§ Aim of the exercise
The required output is all lines below that contain the word "rough".

§ Record extracts
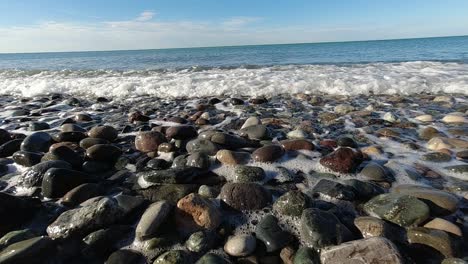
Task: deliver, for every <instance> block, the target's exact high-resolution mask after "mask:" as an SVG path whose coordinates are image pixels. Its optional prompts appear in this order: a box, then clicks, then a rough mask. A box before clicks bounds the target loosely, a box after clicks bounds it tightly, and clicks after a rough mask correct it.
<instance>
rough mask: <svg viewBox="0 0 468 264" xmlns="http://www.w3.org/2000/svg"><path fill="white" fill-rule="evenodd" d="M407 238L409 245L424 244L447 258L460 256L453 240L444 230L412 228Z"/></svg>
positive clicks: (422, 228) (416, 227)
mask: <svg viewBox="0 0 468 264" xmlns="http://www.w3.org/2000/svg"><path fill="white" fill-rule="evenodd" d="M407 236H408V242H409V243H411V244H423V245H426V246H428V247H431V248H434V249H435V250H437V251H439V252H440V253H441V254H442V255H444V256H445V257H454V256H456V255H457V254H458V252H457V248H456V247H455V244H454V243H453V241H452V239H451V238H450V236H449V235H448V234H447V233H446V232H444V231H442V230H437V229H429V228H425V227H412V228H410V229H408V232H407Z"/></svg>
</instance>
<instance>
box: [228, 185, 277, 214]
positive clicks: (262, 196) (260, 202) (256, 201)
mask: <svg viewBox="0 0 468 264" xmlns="http://www.w3.org/2000/svg"><path fill="white" fill-rule="evenodd" d="M219 196H220V198H221V200H222V201H223V202H224V204H226V205H227V206H228V207H230V208H233V209H236V210H258V209H262V208H263V207H265V206H267V205H268V204H270V202H271V194H270V193H269V192H268V190H266V189H265V188H264V187H263V186H261V185H259V184H256V183H226V184H224V186H223V187H222V188H221V193H220V194H219Z"/></svg>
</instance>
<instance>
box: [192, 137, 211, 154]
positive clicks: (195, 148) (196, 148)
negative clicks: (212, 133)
mask: <svg viewBox="0 0 468 264" xmlns="http://www.w3.org/2000/svg"><path fill="white" fill-rule="evenodd" d="M186 149H187V152H188V153H196V152H198V153H204V154H206V155H209V156H214V155H216V153H217V152H218V146H216V144H215V143H213V142H211V141H209V140H207V139H200V138H196V139H193V140H190V141H189V142H187V145H186Z"/></svg>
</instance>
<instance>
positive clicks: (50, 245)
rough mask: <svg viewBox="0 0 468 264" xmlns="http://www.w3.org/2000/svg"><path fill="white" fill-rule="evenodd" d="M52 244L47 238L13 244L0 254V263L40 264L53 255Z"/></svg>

§ Worked solution
Task: deliver, for every <instance> block, the target's exact high-resolution mask after "mask:" as an SVG path whose coordinates are image pixels. Its optional prompts appear in this order: a box, then clicks, then a rough mask. A box before clicks bounds the target loosely, a box after clicks bounds it tightly, and clicks after a rough mask correct it.
rough mask: <svg viewBox="0 0 468 264" xmlns="http://www.w3.org/2000/svg"><path fill="white" fill-rule="evenodd" d="M407 238L409 245L424 244L447 258L460 256L453 240L444 230L412 228Z"/></svg>
rough mask: <svg viewBox="0 0 468 264" xmlns="http://www.w3.org/2000/svg"><path fill="white" fill-rule="evenodd" d="M52 244L47 238L13 244L0 254V263L40 264L53 255Z"/></svg>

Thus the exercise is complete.